> **OBJECTIVE**:
Copy the lines from the one holding "Target: woman's blonde hair" through the last line, both included, and substitute "occurrence" for "instance". Leave everything else unchanged.
-- start --
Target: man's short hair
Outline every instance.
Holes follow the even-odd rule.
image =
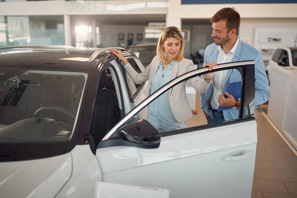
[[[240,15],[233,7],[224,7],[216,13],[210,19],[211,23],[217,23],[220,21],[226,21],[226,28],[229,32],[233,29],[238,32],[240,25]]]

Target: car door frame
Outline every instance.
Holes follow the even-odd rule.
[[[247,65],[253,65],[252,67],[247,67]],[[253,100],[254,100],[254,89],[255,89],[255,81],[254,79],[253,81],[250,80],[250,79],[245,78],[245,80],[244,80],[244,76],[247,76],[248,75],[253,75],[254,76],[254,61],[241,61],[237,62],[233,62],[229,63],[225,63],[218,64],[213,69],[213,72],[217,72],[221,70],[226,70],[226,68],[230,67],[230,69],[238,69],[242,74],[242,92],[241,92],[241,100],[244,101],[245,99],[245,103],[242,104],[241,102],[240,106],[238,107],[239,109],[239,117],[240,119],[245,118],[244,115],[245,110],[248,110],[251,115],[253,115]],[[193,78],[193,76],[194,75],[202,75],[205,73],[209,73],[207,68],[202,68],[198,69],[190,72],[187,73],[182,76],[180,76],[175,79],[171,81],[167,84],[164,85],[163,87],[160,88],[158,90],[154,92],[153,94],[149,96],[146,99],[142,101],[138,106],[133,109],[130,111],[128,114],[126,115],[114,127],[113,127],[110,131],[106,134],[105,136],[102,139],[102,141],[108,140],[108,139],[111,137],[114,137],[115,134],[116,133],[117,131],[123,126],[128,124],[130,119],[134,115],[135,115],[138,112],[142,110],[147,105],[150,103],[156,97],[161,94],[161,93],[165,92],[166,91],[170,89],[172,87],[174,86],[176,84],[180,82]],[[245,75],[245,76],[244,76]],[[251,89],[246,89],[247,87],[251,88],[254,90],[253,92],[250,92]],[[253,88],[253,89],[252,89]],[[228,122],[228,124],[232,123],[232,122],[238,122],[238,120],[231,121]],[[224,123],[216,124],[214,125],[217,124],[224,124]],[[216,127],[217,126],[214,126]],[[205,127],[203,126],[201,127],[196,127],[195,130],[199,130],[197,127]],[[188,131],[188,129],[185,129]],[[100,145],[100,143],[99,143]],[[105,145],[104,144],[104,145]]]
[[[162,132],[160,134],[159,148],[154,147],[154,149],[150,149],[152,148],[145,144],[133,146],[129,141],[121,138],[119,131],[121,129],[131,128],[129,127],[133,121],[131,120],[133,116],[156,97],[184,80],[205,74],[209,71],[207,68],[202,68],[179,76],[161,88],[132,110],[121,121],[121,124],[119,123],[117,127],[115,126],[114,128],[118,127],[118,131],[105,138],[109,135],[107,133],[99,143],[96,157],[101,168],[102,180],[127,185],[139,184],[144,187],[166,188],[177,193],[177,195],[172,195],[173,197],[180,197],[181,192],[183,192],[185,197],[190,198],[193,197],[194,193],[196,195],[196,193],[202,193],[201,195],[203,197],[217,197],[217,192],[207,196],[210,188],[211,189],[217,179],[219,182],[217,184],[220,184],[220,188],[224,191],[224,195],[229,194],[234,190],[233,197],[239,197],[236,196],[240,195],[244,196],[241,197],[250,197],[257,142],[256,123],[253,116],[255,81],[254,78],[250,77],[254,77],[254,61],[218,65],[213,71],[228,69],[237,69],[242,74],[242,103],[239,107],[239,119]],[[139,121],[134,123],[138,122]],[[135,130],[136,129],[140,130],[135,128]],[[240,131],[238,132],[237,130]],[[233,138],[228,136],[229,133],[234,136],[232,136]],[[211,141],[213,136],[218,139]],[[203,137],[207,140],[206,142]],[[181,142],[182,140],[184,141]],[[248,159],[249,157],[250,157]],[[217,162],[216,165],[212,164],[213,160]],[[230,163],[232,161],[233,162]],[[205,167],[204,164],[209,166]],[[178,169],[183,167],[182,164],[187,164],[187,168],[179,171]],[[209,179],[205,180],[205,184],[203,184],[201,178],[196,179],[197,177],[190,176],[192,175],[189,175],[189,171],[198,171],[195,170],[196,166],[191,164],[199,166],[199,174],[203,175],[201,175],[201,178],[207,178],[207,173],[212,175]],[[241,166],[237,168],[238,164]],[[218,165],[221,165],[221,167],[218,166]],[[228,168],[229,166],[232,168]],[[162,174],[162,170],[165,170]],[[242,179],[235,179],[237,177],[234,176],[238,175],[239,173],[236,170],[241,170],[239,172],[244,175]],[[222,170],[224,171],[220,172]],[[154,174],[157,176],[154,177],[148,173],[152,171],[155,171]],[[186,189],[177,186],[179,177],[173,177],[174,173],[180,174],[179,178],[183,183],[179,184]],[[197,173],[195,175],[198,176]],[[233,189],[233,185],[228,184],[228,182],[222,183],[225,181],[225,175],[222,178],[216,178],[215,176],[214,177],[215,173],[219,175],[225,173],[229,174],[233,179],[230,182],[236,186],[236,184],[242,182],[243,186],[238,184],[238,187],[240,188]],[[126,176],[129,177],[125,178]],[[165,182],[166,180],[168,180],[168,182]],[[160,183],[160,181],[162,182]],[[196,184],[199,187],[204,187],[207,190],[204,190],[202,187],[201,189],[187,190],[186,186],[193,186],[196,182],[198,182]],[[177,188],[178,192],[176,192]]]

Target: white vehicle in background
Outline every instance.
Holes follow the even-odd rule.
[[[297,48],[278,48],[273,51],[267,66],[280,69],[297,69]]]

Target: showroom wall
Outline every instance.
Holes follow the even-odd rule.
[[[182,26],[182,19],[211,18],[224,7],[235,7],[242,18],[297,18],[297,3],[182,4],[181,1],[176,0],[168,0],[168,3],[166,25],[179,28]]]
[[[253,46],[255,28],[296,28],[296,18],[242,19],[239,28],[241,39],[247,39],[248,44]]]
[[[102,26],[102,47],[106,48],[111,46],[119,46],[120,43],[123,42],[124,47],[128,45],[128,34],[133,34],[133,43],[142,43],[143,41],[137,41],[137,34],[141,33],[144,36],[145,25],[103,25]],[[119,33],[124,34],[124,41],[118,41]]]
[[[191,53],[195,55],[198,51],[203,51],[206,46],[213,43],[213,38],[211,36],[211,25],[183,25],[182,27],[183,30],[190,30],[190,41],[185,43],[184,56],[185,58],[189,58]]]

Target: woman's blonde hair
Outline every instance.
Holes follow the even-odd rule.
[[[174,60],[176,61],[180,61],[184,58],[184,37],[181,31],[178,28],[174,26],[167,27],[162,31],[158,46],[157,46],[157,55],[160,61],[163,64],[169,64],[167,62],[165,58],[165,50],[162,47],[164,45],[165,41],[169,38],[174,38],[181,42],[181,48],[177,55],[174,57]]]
-- end --
> **ANSWER FOR THE TASK**:
Target: woman's blonde hair
Outline every occurrence.
Holes follow the even-odd rule.
[[[174,60],[176,61],[180,61],[184,58],[184,37],[181,31],[178,28],[174,26],[167,27],[162,31],[158,46],[157,46],[157,55],[160,61],[163,64],[169,64],[167,62],[165,58],[165,50],[162,47],[164,45],[165,41],[169,38],[174,38],[181,42],[181,48],[177,55],[174,57]]]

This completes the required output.